_Supplied data_
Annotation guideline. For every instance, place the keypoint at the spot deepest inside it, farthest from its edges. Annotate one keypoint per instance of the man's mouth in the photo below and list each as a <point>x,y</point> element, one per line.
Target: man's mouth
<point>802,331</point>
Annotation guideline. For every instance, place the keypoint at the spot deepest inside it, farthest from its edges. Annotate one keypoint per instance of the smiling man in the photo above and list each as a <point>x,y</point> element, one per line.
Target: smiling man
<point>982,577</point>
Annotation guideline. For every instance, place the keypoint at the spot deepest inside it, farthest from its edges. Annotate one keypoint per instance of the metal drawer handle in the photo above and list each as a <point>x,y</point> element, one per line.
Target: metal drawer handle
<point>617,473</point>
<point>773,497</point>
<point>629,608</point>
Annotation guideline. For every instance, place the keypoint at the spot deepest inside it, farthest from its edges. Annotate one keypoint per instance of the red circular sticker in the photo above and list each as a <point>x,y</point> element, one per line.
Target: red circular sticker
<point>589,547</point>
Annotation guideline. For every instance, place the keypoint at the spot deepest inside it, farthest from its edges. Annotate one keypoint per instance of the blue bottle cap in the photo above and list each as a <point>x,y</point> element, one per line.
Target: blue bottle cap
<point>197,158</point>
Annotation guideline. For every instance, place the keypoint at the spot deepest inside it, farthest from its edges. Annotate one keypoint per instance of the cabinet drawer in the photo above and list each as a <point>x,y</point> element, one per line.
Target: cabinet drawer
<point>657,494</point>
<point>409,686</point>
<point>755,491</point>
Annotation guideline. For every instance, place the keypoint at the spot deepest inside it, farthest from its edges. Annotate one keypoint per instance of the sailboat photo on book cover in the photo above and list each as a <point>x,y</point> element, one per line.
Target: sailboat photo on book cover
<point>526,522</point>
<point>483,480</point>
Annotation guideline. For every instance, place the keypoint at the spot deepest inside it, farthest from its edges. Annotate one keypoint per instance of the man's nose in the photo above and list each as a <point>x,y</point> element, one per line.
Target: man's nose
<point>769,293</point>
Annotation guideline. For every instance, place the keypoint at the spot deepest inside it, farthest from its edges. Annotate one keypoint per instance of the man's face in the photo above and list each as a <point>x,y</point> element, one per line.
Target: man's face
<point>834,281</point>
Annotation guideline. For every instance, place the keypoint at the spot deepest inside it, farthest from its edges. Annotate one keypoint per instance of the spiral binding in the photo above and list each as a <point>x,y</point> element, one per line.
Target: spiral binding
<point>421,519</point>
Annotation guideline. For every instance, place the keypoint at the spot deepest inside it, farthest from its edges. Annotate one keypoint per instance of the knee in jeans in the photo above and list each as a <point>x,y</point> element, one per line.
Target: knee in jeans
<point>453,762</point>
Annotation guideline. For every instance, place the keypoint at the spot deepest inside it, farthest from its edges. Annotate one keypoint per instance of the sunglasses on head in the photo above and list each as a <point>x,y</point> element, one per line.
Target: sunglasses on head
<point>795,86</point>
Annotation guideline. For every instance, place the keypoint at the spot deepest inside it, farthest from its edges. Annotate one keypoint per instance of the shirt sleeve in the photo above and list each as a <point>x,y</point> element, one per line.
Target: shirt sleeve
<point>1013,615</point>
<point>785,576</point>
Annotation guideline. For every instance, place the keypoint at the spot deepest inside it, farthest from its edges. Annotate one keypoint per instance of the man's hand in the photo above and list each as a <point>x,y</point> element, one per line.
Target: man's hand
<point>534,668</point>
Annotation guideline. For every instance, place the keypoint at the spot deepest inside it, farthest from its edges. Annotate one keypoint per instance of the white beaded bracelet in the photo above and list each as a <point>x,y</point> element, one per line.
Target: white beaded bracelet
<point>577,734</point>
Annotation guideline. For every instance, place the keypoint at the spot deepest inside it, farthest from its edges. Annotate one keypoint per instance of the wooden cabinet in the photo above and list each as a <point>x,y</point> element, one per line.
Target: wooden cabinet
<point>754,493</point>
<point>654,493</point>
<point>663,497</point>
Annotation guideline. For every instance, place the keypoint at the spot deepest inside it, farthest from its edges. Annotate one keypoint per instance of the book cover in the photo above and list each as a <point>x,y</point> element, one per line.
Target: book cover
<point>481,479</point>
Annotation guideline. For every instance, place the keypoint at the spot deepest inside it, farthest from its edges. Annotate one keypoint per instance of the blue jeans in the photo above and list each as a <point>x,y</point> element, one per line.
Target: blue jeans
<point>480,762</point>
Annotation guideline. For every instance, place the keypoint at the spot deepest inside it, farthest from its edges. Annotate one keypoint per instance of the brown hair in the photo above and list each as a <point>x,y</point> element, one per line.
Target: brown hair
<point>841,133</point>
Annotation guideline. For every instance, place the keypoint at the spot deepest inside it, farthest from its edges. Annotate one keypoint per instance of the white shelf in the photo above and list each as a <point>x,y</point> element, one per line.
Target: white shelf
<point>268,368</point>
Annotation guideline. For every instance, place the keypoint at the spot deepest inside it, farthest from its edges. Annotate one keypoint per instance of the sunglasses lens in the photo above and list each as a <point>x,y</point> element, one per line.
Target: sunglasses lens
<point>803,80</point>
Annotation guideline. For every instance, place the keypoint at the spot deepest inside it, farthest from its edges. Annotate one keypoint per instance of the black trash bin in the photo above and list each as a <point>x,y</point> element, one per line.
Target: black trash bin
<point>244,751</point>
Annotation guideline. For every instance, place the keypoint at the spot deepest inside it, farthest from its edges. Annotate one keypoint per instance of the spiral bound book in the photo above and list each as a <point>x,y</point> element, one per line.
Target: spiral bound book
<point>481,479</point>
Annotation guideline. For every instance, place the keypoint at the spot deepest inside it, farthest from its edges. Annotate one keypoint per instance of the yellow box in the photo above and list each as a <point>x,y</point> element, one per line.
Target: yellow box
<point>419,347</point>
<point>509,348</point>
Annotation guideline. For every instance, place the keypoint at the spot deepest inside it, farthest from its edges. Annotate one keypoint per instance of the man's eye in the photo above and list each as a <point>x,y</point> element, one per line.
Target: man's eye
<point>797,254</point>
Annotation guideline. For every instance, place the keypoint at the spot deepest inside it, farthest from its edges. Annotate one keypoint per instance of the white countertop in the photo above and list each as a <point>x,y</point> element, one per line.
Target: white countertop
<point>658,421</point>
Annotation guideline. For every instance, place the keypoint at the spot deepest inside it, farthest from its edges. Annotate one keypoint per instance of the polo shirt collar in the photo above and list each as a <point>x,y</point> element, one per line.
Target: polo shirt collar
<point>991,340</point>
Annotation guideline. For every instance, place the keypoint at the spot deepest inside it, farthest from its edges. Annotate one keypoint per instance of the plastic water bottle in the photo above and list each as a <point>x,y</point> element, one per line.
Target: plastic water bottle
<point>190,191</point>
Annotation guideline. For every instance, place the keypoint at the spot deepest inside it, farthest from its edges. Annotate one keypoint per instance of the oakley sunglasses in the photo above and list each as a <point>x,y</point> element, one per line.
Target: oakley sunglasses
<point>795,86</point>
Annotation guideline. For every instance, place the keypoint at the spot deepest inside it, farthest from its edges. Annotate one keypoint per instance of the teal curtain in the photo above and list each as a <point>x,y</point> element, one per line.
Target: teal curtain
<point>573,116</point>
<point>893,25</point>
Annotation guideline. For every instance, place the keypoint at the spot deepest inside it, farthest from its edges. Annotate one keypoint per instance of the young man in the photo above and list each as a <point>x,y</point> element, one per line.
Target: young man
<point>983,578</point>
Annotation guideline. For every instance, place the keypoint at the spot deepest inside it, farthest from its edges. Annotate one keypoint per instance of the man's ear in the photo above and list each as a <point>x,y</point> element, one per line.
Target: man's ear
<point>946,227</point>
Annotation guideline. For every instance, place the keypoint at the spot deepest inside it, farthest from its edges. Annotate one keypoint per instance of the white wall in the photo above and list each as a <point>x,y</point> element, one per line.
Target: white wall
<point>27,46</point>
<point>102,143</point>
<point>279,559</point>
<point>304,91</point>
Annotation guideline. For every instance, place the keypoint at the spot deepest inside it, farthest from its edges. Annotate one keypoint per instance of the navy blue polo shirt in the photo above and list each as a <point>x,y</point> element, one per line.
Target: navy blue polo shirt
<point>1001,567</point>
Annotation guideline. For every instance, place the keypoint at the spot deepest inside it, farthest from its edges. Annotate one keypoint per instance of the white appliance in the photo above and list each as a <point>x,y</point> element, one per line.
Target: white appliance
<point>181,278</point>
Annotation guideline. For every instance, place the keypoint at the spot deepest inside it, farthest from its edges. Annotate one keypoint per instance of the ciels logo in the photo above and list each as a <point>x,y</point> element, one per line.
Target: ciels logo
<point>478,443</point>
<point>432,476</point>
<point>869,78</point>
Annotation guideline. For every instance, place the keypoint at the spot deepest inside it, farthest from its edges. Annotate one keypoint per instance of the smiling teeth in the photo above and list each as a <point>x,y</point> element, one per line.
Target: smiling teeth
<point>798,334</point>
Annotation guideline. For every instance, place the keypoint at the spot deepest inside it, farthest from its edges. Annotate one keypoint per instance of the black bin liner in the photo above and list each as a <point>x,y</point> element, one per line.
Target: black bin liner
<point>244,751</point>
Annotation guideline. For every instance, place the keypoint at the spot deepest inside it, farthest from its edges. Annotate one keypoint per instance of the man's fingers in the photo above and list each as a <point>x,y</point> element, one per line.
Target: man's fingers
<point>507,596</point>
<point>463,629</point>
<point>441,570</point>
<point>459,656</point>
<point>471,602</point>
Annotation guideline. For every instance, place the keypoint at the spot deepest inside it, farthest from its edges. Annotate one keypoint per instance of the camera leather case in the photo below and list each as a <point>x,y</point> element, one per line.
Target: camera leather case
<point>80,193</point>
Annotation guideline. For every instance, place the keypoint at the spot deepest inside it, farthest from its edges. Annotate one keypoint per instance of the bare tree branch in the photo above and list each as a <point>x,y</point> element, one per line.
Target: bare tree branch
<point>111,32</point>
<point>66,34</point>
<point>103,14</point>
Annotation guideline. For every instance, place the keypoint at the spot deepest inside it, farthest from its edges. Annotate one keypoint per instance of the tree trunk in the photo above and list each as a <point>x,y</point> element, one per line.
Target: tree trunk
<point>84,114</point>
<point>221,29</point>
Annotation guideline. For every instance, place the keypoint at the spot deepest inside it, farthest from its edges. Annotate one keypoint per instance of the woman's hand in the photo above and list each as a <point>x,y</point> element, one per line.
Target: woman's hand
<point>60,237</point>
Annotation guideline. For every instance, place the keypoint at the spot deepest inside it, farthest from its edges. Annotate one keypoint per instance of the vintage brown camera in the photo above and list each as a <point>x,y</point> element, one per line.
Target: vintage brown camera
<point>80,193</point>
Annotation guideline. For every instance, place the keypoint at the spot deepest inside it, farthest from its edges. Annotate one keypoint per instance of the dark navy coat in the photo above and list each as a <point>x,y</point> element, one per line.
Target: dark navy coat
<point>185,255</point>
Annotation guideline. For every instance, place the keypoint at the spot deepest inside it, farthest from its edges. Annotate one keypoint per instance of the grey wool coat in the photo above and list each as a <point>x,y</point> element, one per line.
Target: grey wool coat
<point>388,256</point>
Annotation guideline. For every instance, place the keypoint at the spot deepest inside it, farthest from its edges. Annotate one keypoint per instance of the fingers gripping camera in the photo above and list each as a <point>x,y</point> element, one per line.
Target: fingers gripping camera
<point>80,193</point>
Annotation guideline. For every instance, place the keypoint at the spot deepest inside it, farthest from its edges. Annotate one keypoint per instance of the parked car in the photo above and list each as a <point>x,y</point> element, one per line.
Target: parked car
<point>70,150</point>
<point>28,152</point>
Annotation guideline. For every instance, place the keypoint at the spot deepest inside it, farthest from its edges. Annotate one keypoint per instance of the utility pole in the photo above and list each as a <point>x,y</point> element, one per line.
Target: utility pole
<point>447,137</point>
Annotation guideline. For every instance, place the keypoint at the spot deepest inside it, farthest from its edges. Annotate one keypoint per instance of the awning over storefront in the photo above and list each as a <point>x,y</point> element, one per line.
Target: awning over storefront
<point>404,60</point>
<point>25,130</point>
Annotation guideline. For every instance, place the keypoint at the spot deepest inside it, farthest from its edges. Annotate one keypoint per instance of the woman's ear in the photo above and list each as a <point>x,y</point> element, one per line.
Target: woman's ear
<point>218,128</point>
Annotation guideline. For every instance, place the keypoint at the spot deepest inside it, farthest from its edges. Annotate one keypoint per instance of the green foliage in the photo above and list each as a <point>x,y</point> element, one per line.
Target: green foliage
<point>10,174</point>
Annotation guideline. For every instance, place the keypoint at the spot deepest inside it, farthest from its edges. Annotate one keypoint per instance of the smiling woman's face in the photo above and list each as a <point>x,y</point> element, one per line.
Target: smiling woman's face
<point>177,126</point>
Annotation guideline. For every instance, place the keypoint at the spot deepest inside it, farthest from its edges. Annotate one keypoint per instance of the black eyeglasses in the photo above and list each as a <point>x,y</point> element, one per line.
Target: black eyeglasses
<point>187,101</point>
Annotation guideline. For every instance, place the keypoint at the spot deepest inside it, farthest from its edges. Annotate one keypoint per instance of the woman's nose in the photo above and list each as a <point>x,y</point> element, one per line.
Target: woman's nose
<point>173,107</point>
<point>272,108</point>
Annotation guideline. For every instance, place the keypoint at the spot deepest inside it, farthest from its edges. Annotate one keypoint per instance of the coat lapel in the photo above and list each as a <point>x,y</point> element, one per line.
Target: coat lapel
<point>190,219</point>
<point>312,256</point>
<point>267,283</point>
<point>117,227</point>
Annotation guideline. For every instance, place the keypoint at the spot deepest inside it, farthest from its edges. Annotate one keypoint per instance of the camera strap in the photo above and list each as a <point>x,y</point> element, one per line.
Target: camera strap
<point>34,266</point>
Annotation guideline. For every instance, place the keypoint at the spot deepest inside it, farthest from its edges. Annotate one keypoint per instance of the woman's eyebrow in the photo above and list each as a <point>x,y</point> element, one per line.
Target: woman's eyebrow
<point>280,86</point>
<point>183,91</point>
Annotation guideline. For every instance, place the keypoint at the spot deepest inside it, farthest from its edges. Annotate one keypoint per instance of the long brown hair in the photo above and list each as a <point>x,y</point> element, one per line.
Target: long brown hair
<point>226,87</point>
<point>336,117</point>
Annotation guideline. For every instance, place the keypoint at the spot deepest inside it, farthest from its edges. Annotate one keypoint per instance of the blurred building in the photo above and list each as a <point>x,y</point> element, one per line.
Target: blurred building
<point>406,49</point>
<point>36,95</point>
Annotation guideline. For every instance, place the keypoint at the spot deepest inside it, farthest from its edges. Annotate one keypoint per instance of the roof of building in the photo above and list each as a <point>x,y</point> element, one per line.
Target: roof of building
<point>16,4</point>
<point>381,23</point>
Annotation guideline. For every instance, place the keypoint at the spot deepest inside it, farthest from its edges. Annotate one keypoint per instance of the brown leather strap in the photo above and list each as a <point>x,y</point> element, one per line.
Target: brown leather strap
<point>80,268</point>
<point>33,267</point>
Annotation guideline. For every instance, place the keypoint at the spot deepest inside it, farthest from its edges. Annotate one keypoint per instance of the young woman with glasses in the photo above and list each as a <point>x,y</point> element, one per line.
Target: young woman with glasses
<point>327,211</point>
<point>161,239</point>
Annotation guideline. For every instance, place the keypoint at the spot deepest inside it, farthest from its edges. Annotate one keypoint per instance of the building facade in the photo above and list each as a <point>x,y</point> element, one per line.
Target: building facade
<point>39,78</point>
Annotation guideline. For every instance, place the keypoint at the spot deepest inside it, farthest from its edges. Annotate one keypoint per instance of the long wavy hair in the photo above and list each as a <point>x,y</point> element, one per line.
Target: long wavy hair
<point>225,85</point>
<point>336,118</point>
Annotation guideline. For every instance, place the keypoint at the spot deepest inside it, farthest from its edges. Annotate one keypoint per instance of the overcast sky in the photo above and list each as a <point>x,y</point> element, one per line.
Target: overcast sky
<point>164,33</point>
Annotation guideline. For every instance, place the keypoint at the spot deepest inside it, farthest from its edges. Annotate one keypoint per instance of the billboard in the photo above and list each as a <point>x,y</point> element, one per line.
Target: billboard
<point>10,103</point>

_Set task_
Turn the records, from their first line down through the line with "<point>982,577</point>", into a Markdown table with the columns Number and Entry. Give each line its own row and skip blank lines.

_Output for this task_
| Number | Entry |
|---|---|
| 1 | Annotation guideline. For every instance, place the keypoint at the spot deepest inside it, farthest from its edges. Annotate one keypoint per instance of the man's mouth in the photo below and list each as a <point>x,y</point> element, one per line. |
| 2 | Target: man's mouth |
| 3 | <point>802,331</point> |
| 4 | Annotation guideline. For every instance, place the keypoint at the spot deepest inside it, farthest from its edges. Annotate one keypoint per instance of the smiling man in the photo above and list each as a <point>x,y</point> element, one per line. |
| 5 | Target: smiling man |
| 6 | <point>982,577</point> |